Work to complete >>
Locate the line that contains "Tag the blue". Copy it and every following line through the end of the records, exactly, and include nothing else.

Input rows >>
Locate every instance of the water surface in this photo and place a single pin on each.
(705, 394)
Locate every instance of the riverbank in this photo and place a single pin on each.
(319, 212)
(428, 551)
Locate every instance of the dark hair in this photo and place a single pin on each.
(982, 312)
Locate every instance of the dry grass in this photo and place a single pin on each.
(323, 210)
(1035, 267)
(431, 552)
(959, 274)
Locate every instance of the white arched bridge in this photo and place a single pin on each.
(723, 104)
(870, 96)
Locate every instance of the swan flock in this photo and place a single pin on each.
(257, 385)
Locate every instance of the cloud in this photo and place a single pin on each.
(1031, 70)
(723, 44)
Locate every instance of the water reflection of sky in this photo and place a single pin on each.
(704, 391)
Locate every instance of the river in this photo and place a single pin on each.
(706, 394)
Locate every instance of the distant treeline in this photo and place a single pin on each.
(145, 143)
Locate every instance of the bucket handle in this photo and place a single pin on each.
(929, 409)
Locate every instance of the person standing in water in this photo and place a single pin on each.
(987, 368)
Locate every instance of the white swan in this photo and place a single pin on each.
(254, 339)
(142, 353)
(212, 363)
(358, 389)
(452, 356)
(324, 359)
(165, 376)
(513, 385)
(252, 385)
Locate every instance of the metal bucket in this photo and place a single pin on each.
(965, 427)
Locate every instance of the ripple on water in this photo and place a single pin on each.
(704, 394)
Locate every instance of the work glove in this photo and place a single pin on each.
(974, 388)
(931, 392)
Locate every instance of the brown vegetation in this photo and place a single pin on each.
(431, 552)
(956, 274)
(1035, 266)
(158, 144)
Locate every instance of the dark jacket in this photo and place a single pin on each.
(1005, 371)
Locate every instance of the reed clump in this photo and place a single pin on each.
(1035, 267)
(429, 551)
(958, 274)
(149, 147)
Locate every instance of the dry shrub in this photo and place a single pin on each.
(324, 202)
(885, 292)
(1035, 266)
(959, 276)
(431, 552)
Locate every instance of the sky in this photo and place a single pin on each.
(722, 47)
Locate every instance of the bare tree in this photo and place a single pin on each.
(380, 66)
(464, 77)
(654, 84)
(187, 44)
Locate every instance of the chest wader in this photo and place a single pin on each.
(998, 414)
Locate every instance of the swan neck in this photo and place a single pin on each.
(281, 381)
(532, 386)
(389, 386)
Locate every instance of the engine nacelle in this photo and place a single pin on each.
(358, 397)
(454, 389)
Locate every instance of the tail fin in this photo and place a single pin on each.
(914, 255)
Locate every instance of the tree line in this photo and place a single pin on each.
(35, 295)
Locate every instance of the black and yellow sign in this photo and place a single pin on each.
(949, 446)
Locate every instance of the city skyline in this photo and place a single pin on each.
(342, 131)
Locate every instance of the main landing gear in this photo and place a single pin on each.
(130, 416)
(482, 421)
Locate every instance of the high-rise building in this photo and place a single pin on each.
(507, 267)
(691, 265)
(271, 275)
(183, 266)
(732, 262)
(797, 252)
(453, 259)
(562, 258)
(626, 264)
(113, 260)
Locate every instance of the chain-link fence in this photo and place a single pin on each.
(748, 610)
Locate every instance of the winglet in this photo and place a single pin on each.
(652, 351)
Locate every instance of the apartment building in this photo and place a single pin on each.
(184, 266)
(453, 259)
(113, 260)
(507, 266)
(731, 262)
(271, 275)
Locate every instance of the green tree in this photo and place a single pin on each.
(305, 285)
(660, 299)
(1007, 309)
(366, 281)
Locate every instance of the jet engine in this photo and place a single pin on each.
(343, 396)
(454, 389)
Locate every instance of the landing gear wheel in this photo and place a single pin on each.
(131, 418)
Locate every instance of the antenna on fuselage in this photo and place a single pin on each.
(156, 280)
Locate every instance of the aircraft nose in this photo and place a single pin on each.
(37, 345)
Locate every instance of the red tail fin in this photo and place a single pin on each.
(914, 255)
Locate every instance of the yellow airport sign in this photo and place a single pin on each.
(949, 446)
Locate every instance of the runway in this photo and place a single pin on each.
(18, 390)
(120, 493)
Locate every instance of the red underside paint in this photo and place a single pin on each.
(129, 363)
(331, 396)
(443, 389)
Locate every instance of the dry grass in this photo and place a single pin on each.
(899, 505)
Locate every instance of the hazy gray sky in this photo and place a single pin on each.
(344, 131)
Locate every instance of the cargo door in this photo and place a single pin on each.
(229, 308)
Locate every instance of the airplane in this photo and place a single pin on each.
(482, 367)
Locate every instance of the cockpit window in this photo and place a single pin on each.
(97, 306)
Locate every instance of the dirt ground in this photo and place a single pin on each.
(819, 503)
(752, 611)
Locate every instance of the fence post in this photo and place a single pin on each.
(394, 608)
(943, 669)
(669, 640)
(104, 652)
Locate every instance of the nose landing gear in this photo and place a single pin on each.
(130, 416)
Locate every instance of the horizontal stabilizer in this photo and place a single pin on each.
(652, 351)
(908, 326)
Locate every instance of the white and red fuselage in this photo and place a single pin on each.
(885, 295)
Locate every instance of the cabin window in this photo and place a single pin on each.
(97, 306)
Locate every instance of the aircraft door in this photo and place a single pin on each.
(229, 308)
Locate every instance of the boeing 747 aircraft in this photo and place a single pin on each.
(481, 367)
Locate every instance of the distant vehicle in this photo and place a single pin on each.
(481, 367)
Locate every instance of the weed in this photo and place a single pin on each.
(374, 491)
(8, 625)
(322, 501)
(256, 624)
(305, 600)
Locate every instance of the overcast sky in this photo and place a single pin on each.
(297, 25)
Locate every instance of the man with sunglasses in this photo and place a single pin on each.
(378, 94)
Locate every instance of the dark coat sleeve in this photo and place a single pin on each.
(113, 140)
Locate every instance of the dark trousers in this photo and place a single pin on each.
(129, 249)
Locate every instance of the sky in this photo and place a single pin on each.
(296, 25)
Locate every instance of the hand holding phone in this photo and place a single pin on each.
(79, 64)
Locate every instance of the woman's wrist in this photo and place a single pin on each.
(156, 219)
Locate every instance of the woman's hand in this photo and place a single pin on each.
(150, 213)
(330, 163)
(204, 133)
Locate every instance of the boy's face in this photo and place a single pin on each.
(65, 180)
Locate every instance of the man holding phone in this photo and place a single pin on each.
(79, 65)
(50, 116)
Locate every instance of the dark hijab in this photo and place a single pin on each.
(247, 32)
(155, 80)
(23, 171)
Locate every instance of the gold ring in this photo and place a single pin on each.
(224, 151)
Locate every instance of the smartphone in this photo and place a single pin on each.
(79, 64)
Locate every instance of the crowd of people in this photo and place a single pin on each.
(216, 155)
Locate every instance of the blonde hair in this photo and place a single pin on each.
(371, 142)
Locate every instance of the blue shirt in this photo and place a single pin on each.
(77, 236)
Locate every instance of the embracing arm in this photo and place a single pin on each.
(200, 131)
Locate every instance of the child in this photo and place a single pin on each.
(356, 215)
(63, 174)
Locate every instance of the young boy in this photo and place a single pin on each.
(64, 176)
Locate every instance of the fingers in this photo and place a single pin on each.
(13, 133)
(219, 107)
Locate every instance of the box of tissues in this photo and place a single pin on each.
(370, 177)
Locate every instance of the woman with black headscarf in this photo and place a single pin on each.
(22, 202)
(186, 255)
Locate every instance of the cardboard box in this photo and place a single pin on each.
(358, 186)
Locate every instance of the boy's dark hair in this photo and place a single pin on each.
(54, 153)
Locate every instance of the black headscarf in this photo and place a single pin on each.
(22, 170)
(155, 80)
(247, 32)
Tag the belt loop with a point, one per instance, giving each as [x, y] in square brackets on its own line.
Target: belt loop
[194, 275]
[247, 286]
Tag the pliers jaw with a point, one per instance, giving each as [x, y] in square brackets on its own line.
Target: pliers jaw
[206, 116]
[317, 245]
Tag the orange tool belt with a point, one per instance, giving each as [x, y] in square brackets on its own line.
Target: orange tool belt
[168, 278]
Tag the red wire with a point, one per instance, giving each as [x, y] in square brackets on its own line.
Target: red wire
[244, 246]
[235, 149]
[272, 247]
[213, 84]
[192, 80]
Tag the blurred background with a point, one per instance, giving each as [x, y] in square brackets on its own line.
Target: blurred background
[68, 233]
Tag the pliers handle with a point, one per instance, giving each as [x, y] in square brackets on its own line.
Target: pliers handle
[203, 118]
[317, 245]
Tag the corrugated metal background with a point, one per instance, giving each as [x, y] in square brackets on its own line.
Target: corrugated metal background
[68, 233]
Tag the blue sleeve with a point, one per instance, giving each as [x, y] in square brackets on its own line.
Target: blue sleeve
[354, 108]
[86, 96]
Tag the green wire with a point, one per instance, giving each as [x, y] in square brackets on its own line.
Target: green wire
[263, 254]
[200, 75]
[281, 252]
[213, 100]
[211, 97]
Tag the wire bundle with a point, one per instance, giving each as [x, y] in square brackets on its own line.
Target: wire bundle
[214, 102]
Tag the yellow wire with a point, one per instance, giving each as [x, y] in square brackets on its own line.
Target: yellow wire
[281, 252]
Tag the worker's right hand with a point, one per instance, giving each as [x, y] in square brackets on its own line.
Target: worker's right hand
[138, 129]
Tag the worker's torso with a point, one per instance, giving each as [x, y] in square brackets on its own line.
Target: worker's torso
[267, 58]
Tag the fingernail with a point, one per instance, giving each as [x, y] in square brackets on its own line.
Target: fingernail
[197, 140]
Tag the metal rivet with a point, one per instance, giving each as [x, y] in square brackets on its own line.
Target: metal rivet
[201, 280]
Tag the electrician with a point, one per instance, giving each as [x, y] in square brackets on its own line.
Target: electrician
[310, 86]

The response >>
Tag the blue sleeve with a point, one per instance, giving each as [x, y] in square brackets on its own line.
Target: blue sleeve
[354, 108]
[86, 96]
Tag the green wire with a point, one per instance, giving each as [x, y] in square brackets on its own line.
Target: green wire
[263, 254]
[200, 75]
[281, 252]
[213, 100]
[211, 97]
Tag the wire bundle with a point, one per instance, giving each as [x, y] in square brackets on its own line.
Target: wire bundle
[214, 102]
Tag the yellow wire with a point, one per instance, giving each as [x, y] in square brackets on its own line.
Target: yellow wire
[281, 252]
Tag the worker's right hand with a point, one per instance, giving each as [x, y] in square brackets on its own line.
Target: worker's right hand
[138, 129]
Tag the worker's torso with a point, one per instance, giving each as [x, y] in square brackets on its own line.
Target: worker's torso
[267, 58]
Tag the fingernail with a point, one per instance, giving each as [x, y] in square brackets on its own line.
Target: fingernail
[197, 140]
Tag the metal rivet with a point, one per instance, giving each as [x, y] in square brackets on its own line.
Target: metal rivet
[201, 280]
Tag the electrician with a point, one per instance, giving each as [x, y] in square brackets on its own line.
Target: electrician
[310, 86]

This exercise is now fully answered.